__Task__
Every line below must be reproduced exactly. Copy them all.
Start of Exercise inputs
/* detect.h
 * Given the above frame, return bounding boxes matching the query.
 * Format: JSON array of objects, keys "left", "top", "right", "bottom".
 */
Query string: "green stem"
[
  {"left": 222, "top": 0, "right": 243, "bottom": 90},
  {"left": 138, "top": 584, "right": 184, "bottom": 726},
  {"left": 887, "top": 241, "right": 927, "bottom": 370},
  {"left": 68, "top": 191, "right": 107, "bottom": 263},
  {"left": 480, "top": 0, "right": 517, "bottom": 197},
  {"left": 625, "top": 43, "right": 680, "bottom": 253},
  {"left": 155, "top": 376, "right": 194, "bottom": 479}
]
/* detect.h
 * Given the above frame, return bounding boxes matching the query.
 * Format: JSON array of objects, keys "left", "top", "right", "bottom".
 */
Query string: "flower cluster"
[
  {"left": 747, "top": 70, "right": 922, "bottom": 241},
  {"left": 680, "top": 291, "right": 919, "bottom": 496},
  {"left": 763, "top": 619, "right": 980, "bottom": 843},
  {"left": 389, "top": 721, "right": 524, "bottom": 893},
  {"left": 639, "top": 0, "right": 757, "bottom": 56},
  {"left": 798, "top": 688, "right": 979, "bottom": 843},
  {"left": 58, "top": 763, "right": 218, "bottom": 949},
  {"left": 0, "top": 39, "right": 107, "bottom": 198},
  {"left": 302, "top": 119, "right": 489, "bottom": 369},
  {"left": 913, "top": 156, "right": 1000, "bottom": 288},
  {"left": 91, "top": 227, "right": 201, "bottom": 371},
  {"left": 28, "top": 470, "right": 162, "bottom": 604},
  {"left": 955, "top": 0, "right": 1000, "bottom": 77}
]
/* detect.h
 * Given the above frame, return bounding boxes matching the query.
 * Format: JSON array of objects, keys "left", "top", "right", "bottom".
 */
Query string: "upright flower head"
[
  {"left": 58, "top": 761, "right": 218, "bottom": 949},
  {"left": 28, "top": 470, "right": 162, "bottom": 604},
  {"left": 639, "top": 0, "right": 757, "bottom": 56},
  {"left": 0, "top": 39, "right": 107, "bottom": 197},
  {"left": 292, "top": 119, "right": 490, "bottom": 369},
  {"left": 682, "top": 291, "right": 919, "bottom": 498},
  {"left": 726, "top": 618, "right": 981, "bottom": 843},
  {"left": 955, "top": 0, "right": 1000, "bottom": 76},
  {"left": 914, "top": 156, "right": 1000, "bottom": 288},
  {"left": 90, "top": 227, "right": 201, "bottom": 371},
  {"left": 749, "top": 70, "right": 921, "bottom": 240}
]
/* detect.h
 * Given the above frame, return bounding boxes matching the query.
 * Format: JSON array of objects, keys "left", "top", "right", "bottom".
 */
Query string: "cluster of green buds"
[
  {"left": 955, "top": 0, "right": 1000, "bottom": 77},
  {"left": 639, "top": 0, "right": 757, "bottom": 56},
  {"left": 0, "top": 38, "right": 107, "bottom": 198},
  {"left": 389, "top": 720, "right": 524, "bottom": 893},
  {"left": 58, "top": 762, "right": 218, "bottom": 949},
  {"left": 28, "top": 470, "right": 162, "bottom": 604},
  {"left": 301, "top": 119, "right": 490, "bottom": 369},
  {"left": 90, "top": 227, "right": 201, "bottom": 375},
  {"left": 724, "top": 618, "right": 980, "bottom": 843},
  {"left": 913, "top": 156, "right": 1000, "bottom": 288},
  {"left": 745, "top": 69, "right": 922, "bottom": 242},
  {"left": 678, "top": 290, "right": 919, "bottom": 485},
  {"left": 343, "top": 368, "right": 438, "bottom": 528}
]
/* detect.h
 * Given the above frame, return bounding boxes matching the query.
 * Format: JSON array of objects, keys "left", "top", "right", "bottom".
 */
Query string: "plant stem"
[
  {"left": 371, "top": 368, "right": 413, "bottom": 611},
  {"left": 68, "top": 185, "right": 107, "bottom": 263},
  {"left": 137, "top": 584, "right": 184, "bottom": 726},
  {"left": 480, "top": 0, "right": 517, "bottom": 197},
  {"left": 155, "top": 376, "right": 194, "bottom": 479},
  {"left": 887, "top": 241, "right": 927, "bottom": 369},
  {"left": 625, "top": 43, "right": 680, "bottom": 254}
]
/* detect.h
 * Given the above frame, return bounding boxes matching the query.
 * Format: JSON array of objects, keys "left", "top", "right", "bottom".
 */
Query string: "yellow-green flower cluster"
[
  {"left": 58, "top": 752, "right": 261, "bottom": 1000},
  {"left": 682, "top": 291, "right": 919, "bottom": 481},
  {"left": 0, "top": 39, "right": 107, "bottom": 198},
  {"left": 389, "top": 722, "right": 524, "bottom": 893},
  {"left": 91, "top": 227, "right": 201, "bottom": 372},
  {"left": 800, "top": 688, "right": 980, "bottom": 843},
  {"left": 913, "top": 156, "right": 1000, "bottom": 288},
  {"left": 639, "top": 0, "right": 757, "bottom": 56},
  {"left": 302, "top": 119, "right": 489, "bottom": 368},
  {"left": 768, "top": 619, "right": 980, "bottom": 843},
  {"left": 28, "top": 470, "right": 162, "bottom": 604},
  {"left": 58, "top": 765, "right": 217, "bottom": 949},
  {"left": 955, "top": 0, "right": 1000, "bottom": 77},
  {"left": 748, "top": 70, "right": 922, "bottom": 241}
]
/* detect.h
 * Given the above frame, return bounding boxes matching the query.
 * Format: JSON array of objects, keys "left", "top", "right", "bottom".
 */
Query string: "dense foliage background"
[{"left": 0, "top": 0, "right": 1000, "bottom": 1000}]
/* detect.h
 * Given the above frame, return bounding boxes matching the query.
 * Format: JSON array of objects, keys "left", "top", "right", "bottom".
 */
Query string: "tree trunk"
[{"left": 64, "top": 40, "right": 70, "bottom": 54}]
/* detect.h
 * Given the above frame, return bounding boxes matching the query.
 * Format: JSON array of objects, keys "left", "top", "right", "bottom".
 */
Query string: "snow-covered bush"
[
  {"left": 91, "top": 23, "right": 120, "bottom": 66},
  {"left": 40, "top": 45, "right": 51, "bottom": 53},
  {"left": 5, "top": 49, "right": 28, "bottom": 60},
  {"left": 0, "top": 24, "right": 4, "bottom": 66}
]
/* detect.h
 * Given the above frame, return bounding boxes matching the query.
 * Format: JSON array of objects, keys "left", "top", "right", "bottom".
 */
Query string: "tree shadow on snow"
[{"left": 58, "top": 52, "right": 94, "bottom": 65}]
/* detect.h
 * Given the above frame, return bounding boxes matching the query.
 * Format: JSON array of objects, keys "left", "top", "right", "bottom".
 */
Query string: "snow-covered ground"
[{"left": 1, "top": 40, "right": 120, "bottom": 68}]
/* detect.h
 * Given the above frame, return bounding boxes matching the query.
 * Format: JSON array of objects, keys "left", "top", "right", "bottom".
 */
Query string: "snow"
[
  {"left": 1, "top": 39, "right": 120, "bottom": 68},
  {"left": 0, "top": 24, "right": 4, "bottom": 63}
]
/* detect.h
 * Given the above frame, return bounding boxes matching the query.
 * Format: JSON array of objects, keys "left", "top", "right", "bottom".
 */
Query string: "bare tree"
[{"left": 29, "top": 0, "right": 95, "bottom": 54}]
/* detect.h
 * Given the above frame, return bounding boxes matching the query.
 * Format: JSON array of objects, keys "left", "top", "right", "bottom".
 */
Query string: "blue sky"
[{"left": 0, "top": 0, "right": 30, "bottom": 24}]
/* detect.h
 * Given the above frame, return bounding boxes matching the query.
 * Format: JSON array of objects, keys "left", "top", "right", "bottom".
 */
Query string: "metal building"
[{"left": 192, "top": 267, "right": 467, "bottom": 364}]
End of Exercise inputs
__Answer below__
/* detect.h
 * Given the above frame, return bounding boxes matching the query.
 * Format: JSON array of objects, keys "left", "top", "right", "bottom".
 */
Query string: "green stem"
[
  {"left": 222, "top": 0, "right": 243, "bottom": 90},
  {"left": 138, "top": 584, "right": 184, "bottom": 726},
  {"left": 887, "top": 241, "right": 927, "bottom": 370},
  {"left": 68, "top": 191, "right": 107, "bottom": 263},
  {"left": 480, "top": 0, "right": 517, "bottom": 197},
  {"left": 625, "top": 43, "right": 680, "bottom": 253},
  {"left": 155, "top": 376, "right": 194, "bottom": 479}
]
/* detect.h
 * Given the above frame, return bounding boxes matching the query.
 * Format: JSON array of objects, keys "left", "top", "right", "bottom".
 */
Query string: "flower cluster"
[
  {"left": 747, "top": 70, "right": 922, "bottom": 241},
  {"left": 680, "top": 291, "right": 919, "bottom": 496},
  {"left": 763, "top": 619, "right": 980, "bottom": 843},
  {"left": 389, "top": 721, "right": 524, "bottom": 893},
  {"left": 639, "top": 0, "right": 757, "bottom": 56},
  {"left": 798, "top": 688, "right": 979, "bottom": 843},
  {"left": 58, "top": 763, "right": 218, "bottom": 949},
  {"left": 0, "top": 39, "right": 107, "bottom": 198},
  {"left": 302, "top": 119, "right": 489, "bottom": 369},
  {"left": 913, "top": 156, "right": 1000, "bottom": 288},
  {"left": 91, "top": 227, "right": 201, "bottom": 371},
  {"left": 28, "top": 470, "right": 162, "bottom": 604},
  {"left": 955, "top": 0, "right": 1000, "bottom": 77}
]
/* detect.h
 * Given the above frame, return bounding boxes matching the query.
 * Format: JSON array of objects, keys "left", "top", "right", "bottom".
 */
Query string: "upright flower head"
[
  {"left": 58, "top": 761, "right": 218, "bottom": 949},
  {"left": 28, "top": 470, "right": 162, "bottom": 604},
  {"left": 639, "top": 0, "right": 757, "bottom": 56},
  {"left": 0, "top": 39, "right": 107, "bottom": 197},
  {"left": 292, "top": 119, "right": 490, "bottom": 369},
  {"left": 682, "top": 291, "right": 919, "bottom": 498},
  {"left": 726, "top": 618, "right": 981, "bottom": 843},
  {"left": 955, "top": 0, "right": 1000, "bottom": 76},
  {"left": 914, "top": 156, "right": 1000, "bottom": 288},
  {"left": 90, "top": 227, "right": 201, "bottom": 371},
  {"left": 749, "top": 70, "right": 921, "bottom": 240}
]
/* detect.h
 * Given the above frame, return bounding boxes matching the query.
 * Format: JSON array of objects, keys "left", "top", "right", "bottom".
 */
Query string: "cluster of green buds"
[
  {"left": 955, "top": 0, "right": 1000, "bottom": 77},
  {"left": 639, "top": 0, "right": 757, "bottom": 56},
  {"left": 0, "top": 38, "right": 107, "bottom": 198},
  {"left": 389, "top": 720, "right": 524, "bottom": 893},
  {"left": 58, "top": 762, "right": 218, "bottom": 949},
  {"left": 28, "top": 470, "right": 162, "bottom": 604},
  {"left": 301, "top": 119, "right": 490, "bottom": 369},
  {"left": 90, "top": 227, "right": 201, "bottom": 375},
  {"left": 724, "top": 618, "right": 980, "bottom": 843},
  {"left": 913, "top": 156, "right": 1000, "bottom": 288},
  {"left": 745, "top": 69, "right": 922, "bottom": 242},
  {"left": 678, "top": 290, "right": 919, "bottom": 485},
  {"left": 343, "top": 368, "right": 438, "bottom": 528}
]
/* detect.h
 * Given the above frame, return bounding boxes matching the query.
 * Format: JSON array of objects, keys "left", "top", "right", "bottom".
 */
Query string: "plant stem"
[
  {"left": 371, "top": 368, "right": 413, "bottom": 611},
  {"left": 68, "top": 185, "right": 107, "bottom": 263},
  {"left": 137, "top": 584, "right": 184, "bottom": 726},
  {"left": 480, "top": 0, "right": 517, "bottom": 197},
  {"left": 155, "top": 376, "right": 194, "bottom": 479},
  {"left": 887, "top": 241, "right": 927, "bottom": 369},
  {"left": 625, "top": 43, "right": 680, "bottom": 254}
]
/* detect.h
 * Given the above frame, return bounding boxes matching the query.
 * Format: JSON array of objects, keys "left", "top", "right", "bottom".
 */
Query string: "yellow-green flower cluster"
[
  {"left": 58, "top": 752, "right": 261, "bottom": 1000},
  {"left": 682, "top": 291, "right": 919, "bottom": 481},
  {"left": 0, "top": 39, "right": 107, "bottom": 198},
  {"left": 389, "top": 722, "right": 524, "bottom": 893},
  {"left": 91, "top": 227, "right": 201, "bottom": 372},
  {"left": 800, "top": 688, "right": 980, "bottom": 843},
  {"left": 913, "top": 156, "right": 1000, "bottom": 288},
  {"left": 639, "top": 0, "right": 757, "bottom": 56},
  {"left": 302, "top": 119, "right": 489, "bottom": 368},
  {"left": 768, "top": 619, "right": 980, "bottom": 843},
  {"left": 28, "top": 470, "right": 162, "bottom": 604},
  {"left": 58, "top": 765, "right": 217, "bottom": 949},
  {"left": 955, "top": 0, "right": 1000, "bottom": 77},
  {"left": 748, "top": 70, "right": 922, "bottom": 241}
]
/* detect.h
 * Given the above frame, return bounding boxes matching the query.
 * Format: JSON array of objects, keys "left", "top", "right", "bottom".
 */
Query string: "dense foliage background"
[{"left": 0, "top": 0, "right": 1000, "bottom": 1000}]
/* detect.h
 * Given the above frame, return bounding boxes matching the query.
 * Format: JSON array of objects, keys "left", "top", "right", "bottom".
 */
Query string: "tree trunk"
[{"left": 64, "top": 40, "right": 70, "bottom": 54}]
/* detect.h
 * Given the above frame, return bounding boxes matching the query.
 * Format: JSON array of objects, keys "left", "top", "right", "bottom".
 */
Query string: "snow-covered bush"
[
  {"left": 91, "top": 23, "right": 120, "bottom": 66},
  {"left": 40, "top": 45, "right": 51, "bottom": 53},
  {"left": 5, "top": 49, "right": 28, "bottom": 60},
  {"left": 0, "top": 24, "right": 4, "bottom": 66}
]
/* detect.h
 * Given the above frame, return bounding boxes matching the query.
 * Format: JSON array of objects, keys "left", "top", "right", "bottom".
 */
Query string: "tree shadow on snow"
[{"left": 58, "top": 52, "right": 94, "bottom": 65}]
/* detect.h
 * Given the above frame, return bounding boxes matching the query.
 * Format: JSON array of objects, keys "left", "top", "right", "bottom".
 */
Query string: "snow-covered ground"
[{"left": 1, "top": 40, "right": 120, "bottom": 68}]
/* detect.h
 * Given the above frame, return bounding boxes matching the query.
 * Format: JSON array of objects, keys "left", "top", "right", "bottom".
 */
Query string: "snow"
[
  {"left": 1, "top": 39, "right": 120, "bottom": 68},
  {"left": 0, "top": 24, "right": 4, "bottom": 63}
]
/* detect.h
 * Given the above frame, return bounding boxes matching the query.
 * Format: JSON array of objects, keys "left", "top", "right", "bottom".
 */
Query string: "bare tree"
[{"left": 29, "top": 0, "right": 95, "bottom": 54}]
/* detect.h
 * Given the above frame, return bounding boxes matching the query.
 * Format: JSON array of objects, keys "left", "top", "right", "bottom".
 */
Query string: "blue sky"
[{"left": 0, "top": 0, "right": 30, "bottom": 24}]
/* detect.h
 * Given the above frame, return bounding boxes matching the query.
 * Format: JSON array of objects, keys "left", "top", "right", "bottom".
 */
Query string: "metal building"
[{"left": 192, "top": 267, "right": 467, "bottom": 364}]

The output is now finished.